:: Short task ::
All entries must be repeated exactly; do not include the pictures.

═════ Records to use ═════

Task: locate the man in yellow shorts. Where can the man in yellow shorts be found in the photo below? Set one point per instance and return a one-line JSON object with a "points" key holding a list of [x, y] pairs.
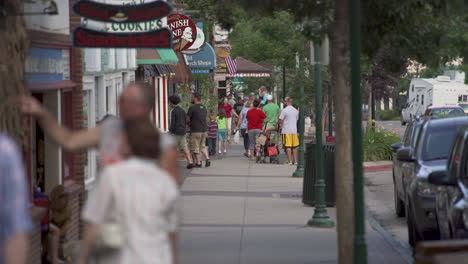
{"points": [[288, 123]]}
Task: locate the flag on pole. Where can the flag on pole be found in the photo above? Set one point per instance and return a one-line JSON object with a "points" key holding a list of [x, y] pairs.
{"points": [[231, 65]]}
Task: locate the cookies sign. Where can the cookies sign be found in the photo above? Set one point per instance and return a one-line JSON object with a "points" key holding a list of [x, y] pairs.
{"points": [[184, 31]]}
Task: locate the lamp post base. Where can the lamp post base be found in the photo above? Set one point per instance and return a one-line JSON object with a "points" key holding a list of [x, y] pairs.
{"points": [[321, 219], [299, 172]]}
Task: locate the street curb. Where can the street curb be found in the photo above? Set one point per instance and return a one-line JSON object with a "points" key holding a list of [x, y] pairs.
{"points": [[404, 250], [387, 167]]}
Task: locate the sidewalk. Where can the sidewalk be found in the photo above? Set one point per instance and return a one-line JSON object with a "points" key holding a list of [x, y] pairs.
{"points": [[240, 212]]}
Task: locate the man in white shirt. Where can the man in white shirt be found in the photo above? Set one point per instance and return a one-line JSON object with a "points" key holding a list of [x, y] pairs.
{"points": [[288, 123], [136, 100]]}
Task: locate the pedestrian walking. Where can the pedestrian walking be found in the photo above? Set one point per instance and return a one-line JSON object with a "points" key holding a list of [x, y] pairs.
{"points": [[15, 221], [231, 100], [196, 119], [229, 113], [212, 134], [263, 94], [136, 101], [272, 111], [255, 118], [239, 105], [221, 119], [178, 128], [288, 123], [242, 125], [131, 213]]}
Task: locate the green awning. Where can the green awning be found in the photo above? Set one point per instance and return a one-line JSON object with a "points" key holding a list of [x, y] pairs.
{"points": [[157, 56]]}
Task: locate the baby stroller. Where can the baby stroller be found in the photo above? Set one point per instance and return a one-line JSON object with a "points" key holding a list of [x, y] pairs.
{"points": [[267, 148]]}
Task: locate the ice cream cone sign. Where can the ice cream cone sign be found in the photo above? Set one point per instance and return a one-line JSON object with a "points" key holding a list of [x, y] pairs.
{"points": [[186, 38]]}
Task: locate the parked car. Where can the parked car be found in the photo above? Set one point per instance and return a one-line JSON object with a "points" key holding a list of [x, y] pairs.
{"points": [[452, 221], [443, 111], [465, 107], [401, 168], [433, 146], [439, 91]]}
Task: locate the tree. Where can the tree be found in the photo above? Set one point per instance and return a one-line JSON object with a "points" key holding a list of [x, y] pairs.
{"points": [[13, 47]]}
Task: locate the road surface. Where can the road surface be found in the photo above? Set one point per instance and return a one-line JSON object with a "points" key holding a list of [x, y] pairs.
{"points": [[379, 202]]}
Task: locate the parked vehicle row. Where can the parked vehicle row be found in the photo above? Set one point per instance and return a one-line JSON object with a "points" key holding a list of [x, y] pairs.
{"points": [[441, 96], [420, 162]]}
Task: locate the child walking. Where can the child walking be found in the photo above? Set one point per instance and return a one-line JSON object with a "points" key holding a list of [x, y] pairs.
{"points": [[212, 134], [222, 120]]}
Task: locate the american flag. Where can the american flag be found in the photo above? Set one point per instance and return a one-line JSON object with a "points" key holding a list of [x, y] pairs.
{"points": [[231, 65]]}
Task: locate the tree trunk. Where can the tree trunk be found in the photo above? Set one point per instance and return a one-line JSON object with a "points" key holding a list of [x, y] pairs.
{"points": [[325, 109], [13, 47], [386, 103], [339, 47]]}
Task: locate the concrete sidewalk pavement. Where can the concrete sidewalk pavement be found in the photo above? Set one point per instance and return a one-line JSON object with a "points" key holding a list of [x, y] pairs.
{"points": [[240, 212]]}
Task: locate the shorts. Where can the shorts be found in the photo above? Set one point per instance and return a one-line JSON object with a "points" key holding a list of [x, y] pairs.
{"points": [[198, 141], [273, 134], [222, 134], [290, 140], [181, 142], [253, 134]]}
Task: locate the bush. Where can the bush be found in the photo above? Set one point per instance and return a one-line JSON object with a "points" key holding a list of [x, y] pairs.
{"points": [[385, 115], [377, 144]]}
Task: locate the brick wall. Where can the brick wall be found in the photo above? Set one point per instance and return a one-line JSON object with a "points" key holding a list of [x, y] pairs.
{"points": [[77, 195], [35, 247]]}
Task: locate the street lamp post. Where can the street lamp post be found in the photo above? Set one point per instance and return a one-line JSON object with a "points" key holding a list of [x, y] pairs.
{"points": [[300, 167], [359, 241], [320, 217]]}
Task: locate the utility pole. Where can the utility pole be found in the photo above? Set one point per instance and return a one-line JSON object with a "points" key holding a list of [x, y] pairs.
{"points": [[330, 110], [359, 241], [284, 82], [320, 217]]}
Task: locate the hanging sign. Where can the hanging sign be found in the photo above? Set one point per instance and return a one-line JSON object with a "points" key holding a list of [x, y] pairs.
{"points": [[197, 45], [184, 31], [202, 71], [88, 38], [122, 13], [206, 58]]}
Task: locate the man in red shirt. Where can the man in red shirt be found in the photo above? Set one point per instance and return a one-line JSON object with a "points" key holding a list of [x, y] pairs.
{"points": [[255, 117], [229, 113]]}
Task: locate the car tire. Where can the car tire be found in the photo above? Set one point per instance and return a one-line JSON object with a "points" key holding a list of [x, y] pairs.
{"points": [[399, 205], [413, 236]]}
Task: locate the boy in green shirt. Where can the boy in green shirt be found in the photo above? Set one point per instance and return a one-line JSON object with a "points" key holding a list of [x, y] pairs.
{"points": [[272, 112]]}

═════

:: Answer to the problem ::
Task: locate the man in yellow shorts. Where can the man in yellow shorts be found in the photo below? Set one point per instance and return a one-line JSON object with a "points" key holding a list of [x, y] pairs.
{"points": [[288, 123]]}
Task: locate the flag on pole. Where can the flag on pole be found in the photo above? Set one point per instance and return a one-line JSON object with a "points" key holding a list of [x, y] pairs.
{"points": [[231, 65]]}
Task: locate the cookies sign. Where can the cookies sign be found in the photo above? Set one point per instance and return a one-line JSON object with a "points" key holding a list of [x, y] pairs.
{"points": [[184, 31]]}
Task: locate the lamp post base. Where can the lamp post base be found in the photo above? Set one point per instance and return a one-line JSON object with a "points" key holding a list of [x, y] pairs.
{"points": [[321, 219], [299, 172]]}
Task: locate the street curb. Where can the street curb be found in the photo above? Set one point per instance and return a one-line JSON object with a "points" key holding a list of [x, y] pairs.
{"points": [[404, 250], [387, 167]]}
Task: locate the sidewalk. Where can the sidewalk be found in the photo above? Set one point per instance and return a one-line JSON object with a "points" key holding a list of [x, y] pairs.
{"points": [[240, 212]]}
Task: locate the man in white shirt. Where can the man in white shirt be found in the photo above? Set one point per instance and return a one-line JSON object with a "points" key holding a list of [x, y] pairs.
{"points": [[288, 123], [136, 100]]}
Task: locate the pedestrian walking. Where can the pedestrian walking be found in the photo above? Set one point per instance and return a one-line JSON object with a "points" key holding a list of [x, y] pairs.
{"points": [[15, 221], [231, 100], [196, 119], [229, 113], [212, 134], [263, 94], [136, 101], [272, 111], [255, 118], [239, 105], [221, 119], [178, 128], [288, 123], [242, 125], [131, 213]]}
Task: locate the green awning. Where can the green awning be found in the photo above? Set one point per instance and return a one-line JSON object with a "points" key holding a list of [x, y] pairs.
{"points": [[157, 56]]}
Task: locate the baby stroller. Where can the baby stroller be found in the photo above? Set one point per instance and return a one-line JSON object with a "points" key holding a list of [x, y] pairs.
{"points": [[267, 148]]}
Task: locate the ice cream cone sign. Where can the ice cream cone sign be found in the photo above? Set one point per instance and return a one-line JSON object with a "points" key holding a list of [x, y] pairs.
{"points": [[186, 38]]}
Task: locate the parked car. Where can the parked car be found in the photo above? Set one point per instance and return a one-line JSON object with a "points" key holding a list of [x, y] pairs.
{"points": [[452, 221], [443, 111], [465, 107], [401, 168], [433, 146], [439, 91]]}
Task: locate the tree. Where can the tree be found in the photo above? Set one point per instance and return a one-line JSON object with a "points" key holding a list of [x, y] pairs.
{"points": [[13, 47]]}
Task: locate the road surface. Where can the road surface be found in the photo above? Set one point per instance and return a one-line JSON object with a "points" key holding a list of [x, y] pairs.
{"points": [[379, 202]]}
Task: locate the parked vehicle row. Where can the parked vehicle row be found in the photo above? Set one point per instance and return a one-line JSON object with a "points" key holding a list of [x, y] pairs.
{"points": [[441, 96], [420, 162]]}
Task: locate the child walking. Where can the child walking be found in the photo above? Set one point per instance and return a one-line JSON object with a "points" key holding a list of [x, y] pairs.
{"points": [[212, 134], [222, 120]]}
Task: locate the american flag. Where can the american flag be found in the photo above? Set one point per instance and return a one-line JSON object with a "points" key holding a list of [x, y] pairs.
{"points": [[231, 65]]}
Task: locate the tree trunk. Where can the tree trunk be found in the photo above? Set one point per instance and return a one-line JSON object with a "points" key holding a list of [x, y] pairs.
{"points": [[325, 109], [13, 47], [386, 103], [339, 47]]}
Task: locate the concrete sidewalk pavement. Where can the concrete sidewalk pavement be found in the photo above? Set one point per instance and return a one-line JSON object with a "points" key holding a list of [x, y] pairs.
{"points": [[240, 212]]}
Task: locate the shorts. Where can the shorts be found in the photo above? Set one point per instance and return a one-line JSON object with a "points" key holding a list of [x, y] pairs.
{"points": [[198, 141], [273, 134], [222, 134], [290, 140], [181, 142], [253, 134]]}
Task: locate the bush. Where can the bush be found in the photo above? Set one point per instance and return a one-line JSON object with a "points" key holding a list of [x, y] pairs.
{"points": [[385, 115], [377, 144]]}
Task: locate the brick wall. Where can the brick wall be found in the photo above? Set one point per instance and return a one-line JSON object with a "points" key holding a list of [x, y] pairs.
{"points": [[77, 195], [35, 247]]}
Task: locate the street lamp post. Where can the street lamp post be found in the photo above? Set one point per instance and return a one-line JSON object with a "points" key holding a list of [x, y] pairs.
{"points": [[300, 167], [359, 241], [320, 217]]}
Task: locate the utility pole. Where can the utility pole be found in the photo above? Set one point per instance and return a one-line JSON object with a "points" key holding a list of [x, y] pairs.
{"points": [[330, 110], [359, 241], [284, 82], [320, 217]]}
Task: locate the hanging sign. Where can the hanging sign be found in the photo above? Set one point per instance and return a one-line JSON object with a "points" key holding a list of [x, y] pairs.
{"points": [[197, 45], [184, 31], [202, 71], [88, 38], [122, 13], [206, 58]]}
Task: locate the man in red shirt. Where can the man in red shirt be found in the photo above? Set one point per instance and return a one-line JSON object with a "points" key holding a list of [x, y] pairs.
{"points": [[255, 117], [229, 113]]}
Task: locate the car tire. Where can the car tire be found in the photo above? Set one point per instance and return a one-line JSON object with a "points" key holding a list of [x, y] pairs.
{"points": [[399, 205], [413, 236]]}
Task: locate the boy in green shirt. Where can the boy in green shirt be found in the photo above? Set one point per instance and return a one-line JSON object with a "points" key holding a list of [x, y] pairs.
{"points": [[272, 112]]}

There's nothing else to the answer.